Светлана Борисовна Адоньева, моя научная руководительница, приводит в своей монографии цитату отца Павла Флоренского, которая начинается так: «Человек умирает только раз в жизни и потому, не имея опыта, умирает неудачно. Человек не умеет умирать, и смерть его приходит ощупью в потёмках. Но смерть, как и всякая деятельность, требует навыка. Чтобы умереть вполне благополучно, надо знать, как умирать. Надо обрести навык умирания, надо научиться умирать ещё при жизни под руководством людей опытных, уже умиравших. Этот опыт смерти даётся подвижничеством».

Подвижничество — это самоотречение, аскеза, то есть смерть для мира. Здесь мы снова приходим к тому, что у религии как будто бы есть какие-то средства, чтобы говорить о смерти, а в миру они остаются недоступны.

Столбик на могиле около гумна. Архангельская область, Мезенский район. Фото Киры Онипко, июль 2019
Столбик на могиле около гумна. Архангельская область, Мезенский район. Фото Киры Онипко, июль 2019

ОУ: Когда мы утратили способность говорить о смерти и просто вычеркнули разговоры о ней из нашей повседневности? Когда и зачем мы сделали вид, что смерти нет?

КО: А ты знаешь про классическую книгу Филиппа Арьеса «Человек перед лицом смерти»? Где по векам расписано, какое место смерть занимала в культуре и обществе. Арьес пишет, что XX век — это время выключенности смерти из пространства живых. Например, в XIX веке ещё была викторианская традиция фотографирования мертвецов, но в XX веке в силу самых разных причин её уже не стало.

ОУ: Может быть, дело в мировых войнах и в том, что в XX веке смерти было слишком много, так что исключение её из пространства живых — это своего рода защитная реакция психики мирового общественного сознания? Мол, за минувший век мир много натерпелся и теперь даже не хочет об этом думать.

▶ [Исходные данные]:
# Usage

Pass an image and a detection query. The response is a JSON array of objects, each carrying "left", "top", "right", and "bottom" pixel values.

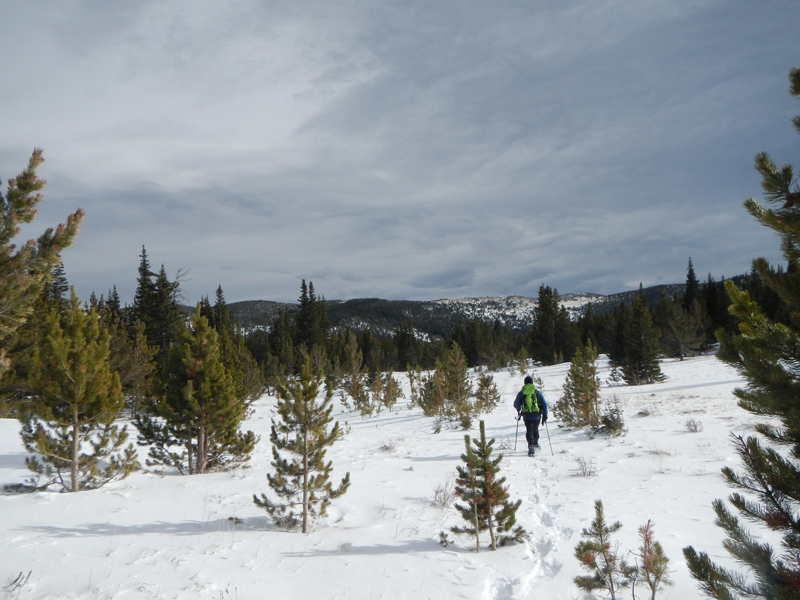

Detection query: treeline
[{"left": 239, "top": 259, "right": 776, "bottom": 384}]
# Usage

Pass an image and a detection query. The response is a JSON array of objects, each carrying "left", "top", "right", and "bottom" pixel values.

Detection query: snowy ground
[{"left": 0, "top": 356, "right": 755, "bottom": 600}]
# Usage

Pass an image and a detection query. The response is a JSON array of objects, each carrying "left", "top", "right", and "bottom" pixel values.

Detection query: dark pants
[{"left": 524, "top": 415, "right": 542, "bottom": 446}]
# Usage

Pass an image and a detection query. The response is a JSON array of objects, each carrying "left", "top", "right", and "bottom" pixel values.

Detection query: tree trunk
[
  {"left": 303, "top": 425, "right": 308, "bottom": 533},
  {"left": 197, "top": 425, "right": 208, "bottom": 475},
  {"left": 488, "top": 504, "right": 497, "bottom": 550},
  {"left": 70, "top": 405, "right": 81, "bottom": 492}
]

▶ [Задания]:
[1] Замените в отрывке о смерти «монографии» на «книге» и приведите его от слов «Светлана Борисовна Адоньева, моя» до слов «они остаются недоступны.» включительно.
[2] Перепишите слово в слово все строки из исходных данных, а картинки в ответ не включайте.
Текст и строки взяты из разных источников.

▶ [Ответы]:
[1]
Светлана Борисовна Адоньева, моя научная руководительница, приводит в своей книге цитату отца Павла Флоренского, которая начинается так: «Человек умирает только раз в жизни и потому, не имея опыта, умирает неудачно. Человек не умеет умирать, и смерть его приходит ощупью в потёмках. Но смерть, как и всякая деятельность, требует навыка. Чтобы умереть вполне благополучно, надо знать, как умирать. Надо обрести навык умирания, надо научиться умирать ещё при жизни под руководством людей опытных, уже умиравших. Этот опыт смерти даётся подвижничеством».

Подвижничество — это самоотречение, аскеза, то есть смерть для мира. Здесь мы снова приходим к тому, что у религии как будто бы есть какие-то средства, чтобы говорить о смерти, а в миру они остаются недоступны.

[2]
# Usage

Pass an image and a detection query. The response is a JSON array of objects, each carrying "left", "top", "right", and "bottom" pixel values.


Detection query: treeline
[{"left": 239, "top": 259, "right": 776, "bottom": 384}]
# Usage

Pass an image and a detection query. The response is a JSON array of objects, each carrying "left", "top", "right", and "bottom" pixel values.

Detection query: snowy ground
[{"left": 0, "top": 356, "right": 755, "bottom": 600}]
# Usage

Pass an image and a detection query. The response is a JSON array of objects, each carrying "left", "top", "right", and "bottom" pixel values.

Detection query: dark pants
[{"left": 524, "top": 415, "right": 542, "bottom": 446}]
# Usage

Pass an image and a detection query. The response is a JSON array of objects, each carrying "left", "top", "right", and "bottom" pixel values.

Detection query: tree trunk
[
  {"left": 303, "top": 425, "right": 308, "bottom": 533},
  {"left": 197, "top": 425, "right": 208, "bottom": 475},
  {"left": 488, "top": 504, "right": 497, "bottom": 550},
  {"left": 70, "top": 405, "right": 81, "bottom": 492}
]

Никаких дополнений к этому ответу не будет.